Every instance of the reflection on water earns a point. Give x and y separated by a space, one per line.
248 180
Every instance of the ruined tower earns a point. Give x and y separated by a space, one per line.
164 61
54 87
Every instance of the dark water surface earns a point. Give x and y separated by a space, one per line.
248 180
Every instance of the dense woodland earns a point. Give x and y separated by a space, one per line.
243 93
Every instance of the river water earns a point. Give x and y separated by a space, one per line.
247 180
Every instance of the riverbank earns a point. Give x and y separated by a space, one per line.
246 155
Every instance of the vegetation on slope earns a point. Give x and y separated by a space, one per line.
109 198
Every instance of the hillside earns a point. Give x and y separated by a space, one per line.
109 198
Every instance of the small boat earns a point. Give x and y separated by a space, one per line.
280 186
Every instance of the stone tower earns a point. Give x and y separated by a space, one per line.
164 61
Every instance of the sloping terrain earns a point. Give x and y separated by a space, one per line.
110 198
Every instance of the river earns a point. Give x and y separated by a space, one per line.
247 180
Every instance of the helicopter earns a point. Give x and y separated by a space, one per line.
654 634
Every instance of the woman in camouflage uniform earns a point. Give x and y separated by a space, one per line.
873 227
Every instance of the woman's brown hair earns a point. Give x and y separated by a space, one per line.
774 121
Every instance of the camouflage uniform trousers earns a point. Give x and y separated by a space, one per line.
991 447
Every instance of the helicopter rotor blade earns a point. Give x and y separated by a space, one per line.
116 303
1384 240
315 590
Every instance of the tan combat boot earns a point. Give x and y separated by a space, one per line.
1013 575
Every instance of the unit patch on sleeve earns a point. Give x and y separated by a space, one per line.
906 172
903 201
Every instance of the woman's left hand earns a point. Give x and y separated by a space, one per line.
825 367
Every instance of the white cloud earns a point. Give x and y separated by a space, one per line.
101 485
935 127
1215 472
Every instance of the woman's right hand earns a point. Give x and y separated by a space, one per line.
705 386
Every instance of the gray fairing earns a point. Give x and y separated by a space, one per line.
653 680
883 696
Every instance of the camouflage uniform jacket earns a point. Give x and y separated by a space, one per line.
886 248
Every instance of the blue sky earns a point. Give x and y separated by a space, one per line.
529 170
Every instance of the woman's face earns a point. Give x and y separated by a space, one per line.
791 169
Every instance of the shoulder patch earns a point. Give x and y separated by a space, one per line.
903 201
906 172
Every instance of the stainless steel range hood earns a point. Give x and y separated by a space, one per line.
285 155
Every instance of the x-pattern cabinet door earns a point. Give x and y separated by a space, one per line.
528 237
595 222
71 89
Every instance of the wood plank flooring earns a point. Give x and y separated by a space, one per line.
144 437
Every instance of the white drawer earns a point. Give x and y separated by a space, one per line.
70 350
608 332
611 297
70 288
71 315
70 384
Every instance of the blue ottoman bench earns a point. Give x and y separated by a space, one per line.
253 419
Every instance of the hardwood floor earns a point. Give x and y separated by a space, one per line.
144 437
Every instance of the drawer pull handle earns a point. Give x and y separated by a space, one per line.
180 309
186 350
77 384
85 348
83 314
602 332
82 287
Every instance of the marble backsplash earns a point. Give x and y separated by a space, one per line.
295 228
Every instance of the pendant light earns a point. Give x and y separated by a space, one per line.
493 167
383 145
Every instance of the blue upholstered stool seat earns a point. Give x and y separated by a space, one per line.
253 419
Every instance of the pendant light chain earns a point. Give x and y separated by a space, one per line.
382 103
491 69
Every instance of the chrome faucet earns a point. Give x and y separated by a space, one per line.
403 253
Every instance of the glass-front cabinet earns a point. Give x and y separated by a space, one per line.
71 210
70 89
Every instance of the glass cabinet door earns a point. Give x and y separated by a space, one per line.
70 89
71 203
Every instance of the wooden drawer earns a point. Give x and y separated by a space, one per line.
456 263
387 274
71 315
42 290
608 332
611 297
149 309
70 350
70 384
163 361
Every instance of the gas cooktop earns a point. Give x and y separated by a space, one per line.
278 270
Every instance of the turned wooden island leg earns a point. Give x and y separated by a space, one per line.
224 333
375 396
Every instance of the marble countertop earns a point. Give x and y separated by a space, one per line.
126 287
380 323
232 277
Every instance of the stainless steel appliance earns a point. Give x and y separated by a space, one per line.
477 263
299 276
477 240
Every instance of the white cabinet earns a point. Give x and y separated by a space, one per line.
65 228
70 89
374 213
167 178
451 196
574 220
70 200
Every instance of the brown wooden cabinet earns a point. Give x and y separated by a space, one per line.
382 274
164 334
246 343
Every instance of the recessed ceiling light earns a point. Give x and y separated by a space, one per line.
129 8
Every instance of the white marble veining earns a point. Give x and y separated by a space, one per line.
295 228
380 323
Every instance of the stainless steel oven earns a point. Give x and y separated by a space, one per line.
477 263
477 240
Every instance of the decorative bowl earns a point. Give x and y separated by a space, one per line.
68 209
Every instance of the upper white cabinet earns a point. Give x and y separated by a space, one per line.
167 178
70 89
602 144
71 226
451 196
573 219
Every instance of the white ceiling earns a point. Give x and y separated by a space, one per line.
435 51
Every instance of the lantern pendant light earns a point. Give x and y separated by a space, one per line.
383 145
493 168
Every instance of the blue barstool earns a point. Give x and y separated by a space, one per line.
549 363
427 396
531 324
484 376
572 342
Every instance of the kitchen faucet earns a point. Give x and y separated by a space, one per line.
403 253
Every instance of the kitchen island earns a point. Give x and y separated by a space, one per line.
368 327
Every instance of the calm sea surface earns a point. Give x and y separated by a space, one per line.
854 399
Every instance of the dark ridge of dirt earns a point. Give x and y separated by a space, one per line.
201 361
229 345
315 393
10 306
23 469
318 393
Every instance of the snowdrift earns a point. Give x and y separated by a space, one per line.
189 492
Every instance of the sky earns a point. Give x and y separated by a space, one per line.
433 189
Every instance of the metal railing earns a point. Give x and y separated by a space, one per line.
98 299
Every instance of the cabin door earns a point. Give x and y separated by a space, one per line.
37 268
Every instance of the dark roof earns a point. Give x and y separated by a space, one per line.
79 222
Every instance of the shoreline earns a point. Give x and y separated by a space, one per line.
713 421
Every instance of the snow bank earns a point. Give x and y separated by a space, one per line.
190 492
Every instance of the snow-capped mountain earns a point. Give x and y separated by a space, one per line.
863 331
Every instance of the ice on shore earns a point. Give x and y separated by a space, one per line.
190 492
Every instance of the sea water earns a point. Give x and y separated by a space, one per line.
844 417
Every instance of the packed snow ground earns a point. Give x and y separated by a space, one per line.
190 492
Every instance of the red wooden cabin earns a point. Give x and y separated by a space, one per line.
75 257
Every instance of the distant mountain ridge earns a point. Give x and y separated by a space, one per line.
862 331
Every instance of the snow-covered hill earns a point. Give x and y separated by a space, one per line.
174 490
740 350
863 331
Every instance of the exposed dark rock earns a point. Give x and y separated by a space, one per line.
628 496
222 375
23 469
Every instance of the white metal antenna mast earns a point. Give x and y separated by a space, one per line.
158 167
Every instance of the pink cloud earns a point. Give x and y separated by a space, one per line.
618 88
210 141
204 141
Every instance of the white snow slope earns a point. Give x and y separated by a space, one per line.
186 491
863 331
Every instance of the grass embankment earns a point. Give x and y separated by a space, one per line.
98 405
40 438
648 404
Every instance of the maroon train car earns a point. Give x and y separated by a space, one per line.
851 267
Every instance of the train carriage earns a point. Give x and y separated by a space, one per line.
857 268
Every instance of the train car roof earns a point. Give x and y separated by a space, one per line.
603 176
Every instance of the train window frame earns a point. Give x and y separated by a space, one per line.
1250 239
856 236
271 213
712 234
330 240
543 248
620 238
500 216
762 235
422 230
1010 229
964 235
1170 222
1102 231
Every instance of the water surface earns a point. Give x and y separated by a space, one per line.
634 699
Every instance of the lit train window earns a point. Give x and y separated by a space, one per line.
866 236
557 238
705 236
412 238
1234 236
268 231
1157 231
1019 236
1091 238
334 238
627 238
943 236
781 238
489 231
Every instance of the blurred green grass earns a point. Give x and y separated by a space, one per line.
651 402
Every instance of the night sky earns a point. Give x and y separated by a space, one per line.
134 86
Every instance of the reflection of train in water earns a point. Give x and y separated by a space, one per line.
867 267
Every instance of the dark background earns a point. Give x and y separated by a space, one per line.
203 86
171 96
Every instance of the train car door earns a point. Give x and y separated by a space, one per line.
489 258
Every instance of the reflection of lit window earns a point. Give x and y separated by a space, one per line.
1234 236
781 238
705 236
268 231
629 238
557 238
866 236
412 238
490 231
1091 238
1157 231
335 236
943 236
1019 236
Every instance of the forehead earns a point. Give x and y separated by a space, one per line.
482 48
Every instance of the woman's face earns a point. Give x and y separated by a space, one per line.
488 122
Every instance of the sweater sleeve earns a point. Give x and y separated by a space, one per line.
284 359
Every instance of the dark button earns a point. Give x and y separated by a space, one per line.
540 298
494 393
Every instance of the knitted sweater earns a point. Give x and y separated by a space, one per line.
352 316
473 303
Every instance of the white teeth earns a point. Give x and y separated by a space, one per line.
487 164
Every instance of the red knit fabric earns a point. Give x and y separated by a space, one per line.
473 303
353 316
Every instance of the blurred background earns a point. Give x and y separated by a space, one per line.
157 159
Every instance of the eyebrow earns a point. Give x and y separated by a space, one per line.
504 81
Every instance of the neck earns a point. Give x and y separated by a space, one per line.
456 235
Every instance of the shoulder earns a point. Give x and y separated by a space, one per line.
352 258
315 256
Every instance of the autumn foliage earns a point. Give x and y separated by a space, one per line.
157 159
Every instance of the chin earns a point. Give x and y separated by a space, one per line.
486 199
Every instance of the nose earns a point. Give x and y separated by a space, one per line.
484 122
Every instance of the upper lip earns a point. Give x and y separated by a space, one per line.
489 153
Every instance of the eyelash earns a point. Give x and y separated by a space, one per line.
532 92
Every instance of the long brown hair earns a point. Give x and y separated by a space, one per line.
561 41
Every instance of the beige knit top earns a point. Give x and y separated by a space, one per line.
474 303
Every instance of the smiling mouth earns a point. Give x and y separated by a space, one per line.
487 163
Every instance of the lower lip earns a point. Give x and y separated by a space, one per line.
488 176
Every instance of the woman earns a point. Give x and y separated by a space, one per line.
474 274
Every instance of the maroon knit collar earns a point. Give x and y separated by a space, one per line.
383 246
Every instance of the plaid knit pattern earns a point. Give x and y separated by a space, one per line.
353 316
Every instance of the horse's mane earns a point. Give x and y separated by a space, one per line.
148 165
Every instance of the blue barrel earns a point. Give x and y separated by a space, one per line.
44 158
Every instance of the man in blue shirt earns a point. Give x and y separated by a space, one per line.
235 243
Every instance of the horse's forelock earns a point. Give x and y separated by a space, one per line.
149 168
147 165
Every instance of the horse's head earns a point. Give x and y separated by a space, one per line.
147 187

+ + + + +

Set down, word for word, every line from the line that holds "Every instance of the beige" to the end of the entries above, including both ends.

• The answer:
Every instance of the beige knit top earns a point. Give x and y separated by a space, one per line.
474 303
Every instance of the smiling mouth earns a point. Give x and y separated by a space, one per line.
487 163
Every instance of the lower lip earns a point. Give x and y separated by a space, one per line.
488 176
Every instance of the woman earns a point. Give x and y separated by a space, one per line.
474 274
Every instance of the maroon knit collar earns a point. Give x and y separated by a space, one per line.
383 246
Every instance of the plaid knit pattern earns a point. Give x and y separated by a space, one per line.
353 316
Every instance of the horse's mane earns a point. Give x and y separated by a space, one per line.
148 165
Every instance of the blue barrel earns a point. Give x and y separated by a space, one per line.
44 158
Every instance of the man in blue shirt earns a point. Give x and y separated by a space, one per line.
235 243
Every instance of the horse's forelock earns a point. Give x and y separated by a space, one per line.
149 168
147 165
Every instance of the horse's head earns a point. Give x and y separated by a space, one per line.
147 187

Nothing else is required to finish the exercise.